### Schriftliche Aufgabe 1
Schreiben Sie bitte einen Abschnitt aus der Stellungnahme zur Anmeldepflicht für Prostituierte wortgetreu ab. Beginnen Sie bei den Worten "Der Deutsche Juristinnenbund" und hören Sie nach "des Entwurfs beschränkt." auf.
### Schriftliche Aufgabe 2
Warum ist die geplante Anmeldepflicht laut der Stellungnahme zur Anmeldepflicht für Prostituierte keine bloße Anzeige der Tätigkeit? Antworten Sie in einem bis drei Sätzen.
### Schriftliche Aufgabe 3
Führen Sie die Stellungnahme zur Anmeldepflicht für Prostituierte nach ihrem letzten Satz fort.

### Textauszug
----------

Der Deutsche Juristinnenbund e.V. (djb) sieht an wesentlichen Punkten Änderungsbedarf, um die Ziele des Gesetzentwurfes (insbesondere den Schutz der in der Prostitution tätigen Menschen) tatsächlich zu fördern. Auf frühere Stellungnahmen[1] wird insofern verwiesen und an dieser Stelle die Darstellung auf die problematischsten Punkte des Entwurfs beschränkt.
1. Anforderungen an die individuelle Anmeldung von Prostituierten
Die geplante individuelle Anmeldepflicht für in der Prostitution tätige Menschen sollte grundsätzlich überdacht werden. Zur konkret geplanten Ausgestaltung: Es handelt sich bei der Anmeldepflicht nicht um eine bloße Anzeige der Tätigkeit, weil die Anmeldebestätigung auch verweigert werden kann und in regelmäßigen Abständen zu verlängern ist. Diese Elemente des Entwurfs sprechen eher dafür, die sogenannte Anmeldung als eine Erlaubnispflicht für die Prostitutionsausübung zu interpretieren. Insbesondere für die kurze Gültigkeitsdauer der Anmeldebestätigung von zwei Jahren bzw. einem Jahr für Menschen unter 21 Jahren sowie das Erfordernis der Verlängerung der Anmeldung gibt es keine sachliche Begründung. Um die Betroffenen über ihre Rechte zu informieren (wofür ohnehin mildere Mittel denkbar sind), würde auch eine einmalige Anmeldung (und die Möglichkeit der Anzeige der Beendigung der Tätigkeit) ausreichen. Die angestrebte Kontrolldichte ist in ihrem Ausmaß unangemessen, insbesondere kann nicht überzeugend dargelegt werden, wie durch die Anmeldung der Schutz der Betroffenen erhöht werden kann.

----------

(Gesammelte Daten)
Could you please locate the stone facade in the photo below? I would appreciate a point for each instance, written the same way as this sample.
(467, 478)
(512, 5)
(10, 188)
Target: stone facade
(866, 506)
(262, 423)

----------

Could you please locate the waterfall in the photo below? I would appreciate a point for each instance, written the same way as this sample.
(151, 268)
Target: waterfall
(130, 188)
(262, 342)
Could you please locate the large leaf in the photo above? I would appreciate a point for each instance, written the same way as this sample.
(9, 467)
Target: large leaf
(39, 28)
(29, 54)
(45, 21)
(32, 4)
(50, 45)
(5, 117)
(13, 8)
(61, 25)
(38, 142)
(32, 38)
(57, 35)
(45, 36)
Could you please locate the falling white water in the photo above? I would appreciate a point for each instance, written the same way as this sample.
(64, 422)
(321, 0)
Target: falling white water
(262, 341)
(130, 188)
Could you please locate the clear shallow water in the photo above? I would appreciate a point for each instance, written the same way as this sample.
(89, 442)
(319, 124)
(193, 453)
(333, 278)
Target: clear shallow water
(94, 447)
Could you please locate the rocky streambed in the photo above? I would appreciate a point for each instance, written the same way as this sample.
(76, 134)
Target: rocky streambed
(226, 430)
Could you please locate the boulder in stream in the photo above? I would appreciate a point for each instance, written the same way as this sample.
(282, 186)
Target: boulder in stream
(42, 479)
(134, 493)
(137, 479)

----------

### Musterlösung 1
Der Deutsche Juristinnenbund e.V. (djb) sieht an wesentlichen Punkten Änderungsbedarf, um die Ziele des Gesetzentwurfes (insbesondere den Schutz der in der Prostitution tätigen Menschen) tatsächlich zu fördern. Auf frühere Stellungnahmen[1] wird insofern verwiesen und an dieser Stelle die Darstellung auf die problematischsten Punkte des Entwurfs beschränkt.

### Musterlösung 2
Die Anmeldepflicht ist keine bloße Anzeige, weil die Anmeldebestätigung auch verweigert werden kann und in regelmäßigen Abständen verlängert werden muss. Diese Elemente sprechen eher dafür, die Anmeldung als Erlaubnispflicht für die Prostitutionsausübung zu verstehen.

### Musterlösung 3
Dringend rät der djb von der Mitführungspflicht des Nachweises über die Gesundheitsberatung bei der Ausübung der Prostitution (§ 10 Abs. 6) ab. Diese gefährdet die Betroffenen und ist auch nicht erforderlich, da bei der Anmeldung (bzw. der Verlängerung der Anmeldung) der Nachweis über die erfolgte(n) Gesundheitsberatung(en) vorgelegt werden muss.
2. Kosten der individuellen Anmeldung und ihrer
regelmäßigen Verlängerung
Der Entwurf enthält keine Regelung zu den Kosten der Anmeldung. Nach allgemeinen verwaltungskostenrechtlichen Grundsätzen dürfen Kosten, die den Aufwand abdecken, für Verwaltungsleistungen verlangt werden. Der voraussichtlich erhebliche Verwaltungsaufwand für Länder und Kommunen wird daher wahrscheinlich durch eine Gebührenerhebung bei den anmeldepflichtigen Prostituierten zumindest teilweise kompensiert werden. Die erforderliche Beratung, die Prüfung der Anmeldevoraussetzungen sowie eventuelle Kosten für Sprachmittler sind ein komplexer Verwaltungsvorgang, der Gebühren im dreistelligen Bereich als realistisch erscheinen lässt. Damit müssen sich mittellose und in der Regel besonders schutzbedürftige Prostituierte bereits vor Beginn ihrer Tätigkeit verschulden, um die Kosten der Anmeldung aufzubringen. Dies erhöht die Gefahr einer Abhängigkeit von Schleppern und/oder Zuhältern. Es entspricht der allgemeinen Lebenserfahrung, dass diese schutzbedürftigen Personen sich gegenüber einer Behörde nicht offenbaren werden, da ihnen bewusst ist, dass sie sonst mit der Tätigkeit nicht beginnen können.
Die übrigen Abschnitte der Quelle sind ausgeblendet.